WORK REQUIRED: Locate the line that contains "For every instance of the car's" in the entries below. Retype it and all following lines through the final one, character for character.

RECORDS SHOWN:
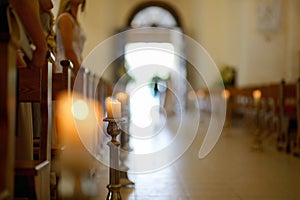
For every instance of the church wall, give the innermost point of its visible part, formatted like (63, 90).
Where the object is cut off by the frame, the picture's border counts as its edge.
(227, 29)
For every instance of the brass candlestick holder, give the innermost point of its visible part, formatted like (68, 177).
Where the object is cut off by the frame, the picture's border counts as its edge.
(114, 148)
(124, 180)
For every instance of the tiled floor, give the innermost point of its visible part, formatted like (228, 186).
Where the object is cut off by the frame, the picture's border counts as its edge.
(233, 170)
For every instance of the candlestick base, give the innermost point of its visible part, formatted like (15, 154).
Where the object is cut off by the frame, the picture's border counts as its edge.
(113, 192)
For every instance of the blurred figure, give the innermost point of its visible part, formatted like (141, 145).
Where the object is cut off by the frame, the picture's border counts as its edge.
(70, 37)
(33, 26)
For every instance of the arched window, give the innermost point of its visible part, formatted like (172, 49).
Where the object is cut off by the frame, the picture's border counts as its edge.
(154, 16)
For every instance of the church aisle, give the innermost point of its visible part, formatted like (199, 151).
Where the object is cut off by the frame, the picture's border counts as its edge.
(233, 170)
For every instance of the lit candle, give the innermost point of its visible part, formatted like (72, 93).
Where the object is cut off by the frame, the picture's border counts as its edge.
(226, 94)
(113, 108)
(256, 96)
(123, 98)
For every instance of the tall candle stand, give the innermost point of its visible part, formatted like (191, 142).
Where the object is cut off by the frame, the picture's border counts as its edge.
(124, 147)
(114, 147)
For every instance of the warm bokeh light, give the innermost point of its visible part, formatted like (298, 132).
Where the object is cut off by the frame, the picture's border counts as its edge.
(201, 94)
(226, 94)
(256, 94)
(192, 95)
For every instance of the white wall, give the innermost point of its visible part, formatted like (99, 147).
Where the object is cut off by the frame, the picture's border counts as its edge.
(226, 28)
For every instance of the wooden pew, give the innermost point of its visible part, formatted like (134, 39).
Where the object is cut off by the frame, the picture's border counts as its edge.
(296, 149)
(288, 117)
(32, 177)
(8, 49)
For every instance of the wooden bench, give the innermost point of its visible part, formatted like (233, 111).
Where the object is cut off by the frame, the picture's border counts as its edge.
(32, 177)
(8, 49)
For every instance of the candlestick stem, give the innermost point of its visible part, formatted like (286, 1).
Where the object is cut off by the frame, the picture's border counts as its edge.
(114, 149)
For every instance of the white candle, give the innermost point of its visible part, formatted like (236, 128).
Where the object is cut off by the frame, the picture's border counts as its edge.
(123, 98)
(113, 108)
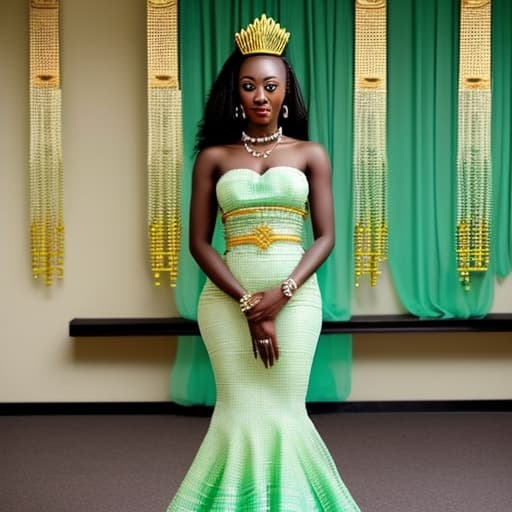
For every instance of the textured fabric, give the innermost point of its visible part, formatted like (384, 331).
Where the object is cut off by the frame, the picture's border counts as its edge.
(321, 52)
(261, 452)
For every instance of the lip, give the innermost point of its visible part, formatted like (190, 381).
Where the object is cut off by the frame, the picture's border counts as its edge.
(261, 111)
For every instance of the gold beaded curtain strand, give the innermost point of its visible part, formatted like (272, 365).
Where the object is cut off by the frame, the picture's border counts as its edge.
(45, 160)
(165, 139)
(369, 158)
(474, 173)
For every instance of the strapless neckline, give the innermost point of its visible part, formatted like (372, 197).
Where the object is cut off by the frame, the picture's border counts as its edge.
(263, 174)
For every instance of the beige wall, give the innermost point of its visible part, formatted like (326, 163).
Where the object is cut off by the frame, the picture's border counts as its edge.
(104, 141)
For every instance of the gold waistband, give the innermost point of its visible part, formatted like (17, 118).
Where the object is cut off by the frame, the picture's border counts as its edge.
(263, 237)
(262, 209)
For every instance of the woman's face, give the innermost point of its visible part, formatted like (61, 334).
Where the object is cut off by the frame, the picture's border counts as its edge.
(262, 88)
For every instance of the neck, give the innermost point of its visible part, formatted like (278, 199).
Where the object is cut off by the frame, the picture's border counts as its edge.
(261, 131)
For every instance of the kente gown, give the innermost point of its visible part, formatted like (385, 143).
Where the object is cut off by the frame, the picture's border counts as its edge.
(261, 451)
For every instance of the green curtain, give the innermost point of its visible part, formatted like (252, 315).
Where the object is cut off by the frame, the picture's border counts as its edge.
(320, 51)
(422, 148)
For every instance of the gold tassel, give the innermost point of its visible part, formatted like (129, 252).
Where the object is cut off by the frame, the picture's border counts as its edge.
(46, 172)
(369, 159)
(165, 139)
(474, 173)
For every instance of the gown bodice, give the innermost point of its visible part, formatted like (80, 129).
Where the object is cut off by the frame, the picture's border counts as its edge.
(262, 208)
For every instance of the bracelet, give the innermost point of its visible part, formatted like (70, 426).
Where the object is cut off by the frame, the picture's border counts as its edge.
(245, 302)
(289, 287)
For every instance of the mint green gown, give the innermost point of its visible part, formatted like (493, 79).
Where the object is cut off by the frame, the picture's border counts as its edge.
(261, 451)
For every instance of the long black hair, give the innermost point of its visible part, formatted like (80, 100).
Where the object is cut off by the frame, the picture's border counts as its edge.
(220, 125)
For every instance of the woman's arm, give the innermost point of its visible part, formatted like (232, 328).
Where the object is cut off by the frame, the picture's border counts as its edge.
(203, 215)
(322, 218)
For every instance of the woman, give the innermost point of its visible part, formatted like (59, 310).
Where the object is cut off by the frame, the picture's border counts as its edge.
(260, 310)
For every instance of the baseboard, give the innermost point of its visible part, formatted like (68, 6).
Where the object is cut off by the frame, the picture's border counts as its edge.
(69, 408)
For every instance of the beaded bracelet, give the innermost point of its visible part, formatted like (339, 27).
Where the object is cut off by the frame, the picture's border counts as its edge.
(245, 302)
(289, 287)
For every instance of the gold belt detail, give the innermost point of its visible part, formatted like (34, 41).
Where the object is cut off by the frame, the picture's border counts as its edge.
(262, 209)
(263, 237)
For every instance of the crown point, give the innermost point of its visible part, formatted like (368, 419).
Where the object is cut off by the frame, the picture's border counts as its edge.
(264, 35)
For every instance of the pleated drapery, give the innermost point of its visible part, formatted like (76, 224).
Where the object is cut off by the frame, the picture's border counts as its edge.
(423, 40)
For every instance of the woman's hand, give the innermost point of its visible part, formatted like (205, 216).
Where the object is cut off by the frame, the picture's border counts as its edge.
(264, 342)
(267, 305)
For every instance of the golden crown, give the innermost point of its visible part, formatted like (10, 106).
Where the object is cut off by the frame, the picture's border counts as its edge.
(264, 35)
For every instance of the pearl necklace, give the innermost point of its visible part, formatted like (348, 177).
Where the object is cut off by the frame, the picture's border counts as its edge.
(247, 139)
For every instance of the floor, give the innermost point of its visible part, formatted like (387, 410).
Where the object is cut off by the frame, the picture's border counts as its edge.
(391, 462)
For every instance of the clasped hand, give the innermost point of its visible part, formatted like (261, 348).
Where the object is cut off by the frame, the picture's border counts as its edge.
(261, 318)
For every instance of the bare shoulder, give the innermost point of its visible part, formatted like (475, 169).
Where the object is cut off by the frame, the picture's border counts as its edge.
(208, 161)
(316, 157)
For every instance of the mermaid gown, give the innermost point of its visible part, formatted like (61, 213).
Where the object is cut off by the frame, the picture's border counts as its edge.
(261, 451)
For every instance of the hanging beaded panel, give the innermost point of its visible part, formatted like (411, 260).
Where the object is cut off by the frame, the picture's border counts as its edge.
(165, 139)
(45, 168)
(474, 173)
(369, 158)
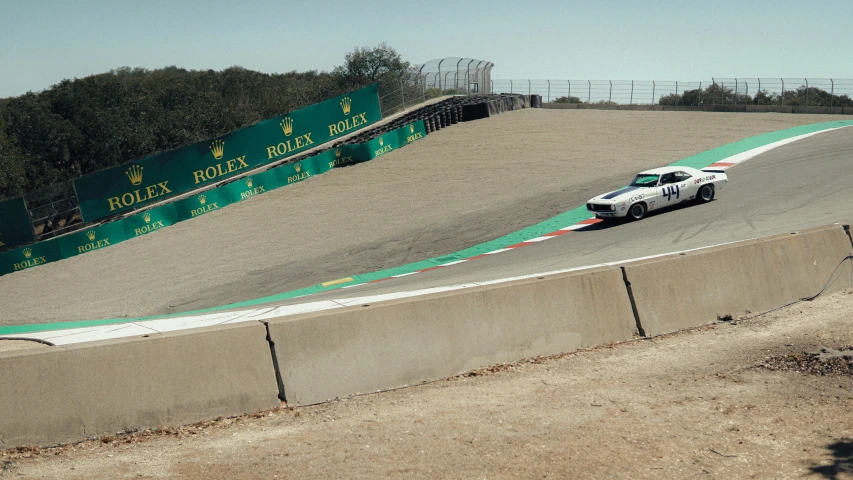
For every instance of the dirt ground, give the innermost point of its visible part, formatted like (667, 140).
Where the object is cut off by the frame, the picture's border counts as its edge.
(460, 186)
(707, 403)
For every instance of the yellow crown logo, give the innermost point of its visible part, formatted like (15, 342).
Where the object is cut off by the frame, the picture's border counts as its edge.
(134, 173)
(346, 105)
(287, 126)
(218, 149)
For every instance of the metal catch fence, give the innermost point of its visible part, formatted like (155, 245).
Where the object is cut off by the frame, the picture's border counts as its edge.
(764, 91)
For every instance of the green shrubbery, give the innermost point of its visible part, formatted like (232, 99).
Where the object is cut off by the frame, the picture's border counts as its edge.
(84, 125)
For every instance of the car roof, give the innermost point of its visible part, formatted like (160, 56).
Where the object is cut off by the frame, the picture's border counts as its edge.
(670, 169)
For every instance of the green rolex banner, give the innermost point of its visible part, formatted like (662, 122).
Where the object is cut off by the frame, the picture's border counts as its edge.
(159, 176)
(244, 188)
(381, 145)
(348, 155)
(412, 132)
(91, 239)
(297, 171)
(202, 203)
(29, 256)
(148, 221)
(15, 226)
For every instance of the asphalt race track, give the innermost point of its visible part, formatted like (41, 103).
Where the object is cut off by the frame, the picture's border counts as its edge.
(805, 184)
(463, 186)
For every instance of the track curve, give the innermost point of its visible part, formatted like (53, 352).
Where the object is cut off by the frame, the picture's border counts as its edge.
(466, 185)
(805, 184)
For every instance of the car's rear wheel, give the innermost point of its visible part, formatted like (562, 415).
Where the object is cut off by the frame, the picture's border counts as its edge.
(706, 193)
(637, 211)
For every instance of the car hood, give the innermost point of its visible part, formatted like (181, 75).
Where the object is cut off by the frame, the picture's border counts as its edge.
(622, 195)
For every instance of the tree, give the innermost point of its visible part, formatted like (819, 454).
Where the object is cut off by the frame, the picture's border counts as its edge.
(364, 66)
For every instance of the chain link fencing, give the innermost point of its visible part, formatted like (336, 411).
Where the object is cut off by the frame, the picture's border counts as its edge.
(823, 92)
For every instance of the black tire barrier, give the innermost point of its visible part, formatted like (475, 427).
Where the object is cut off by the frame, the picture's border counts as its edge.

COMPLETED TASK:
For every instance of the car's rear wheel, give the innermost point of its visible part, formatted like (562, 415).
Where the object is cut off by the frame, the picture's border counts as its edge.
(706, 193)
(637, 211)
For every instance of the car hood, give the innermost point of its visible part, formatted like (181, 75).
Where the object is cut off by the frame, the picture's border counts as its edge.
(622, 195)
For every instance of the tree, give the innermost point of its visible part, formatted like (819, 454).
Where the object is cut off by the frame, the picture's border counts as its edge.
(364, 66)
For every instance of the chain link fencing, give the innermost point of its visible part, formatted like (336, 411).
Where the object is cut off by the frame, the picture's border counts as its edge.
(823, 92)
For every instance of the black tire barrier, give the innermost point of its visible part, formatted like (475, 427).
Where the object is cut off by the frame, the picture's border counts as its edge.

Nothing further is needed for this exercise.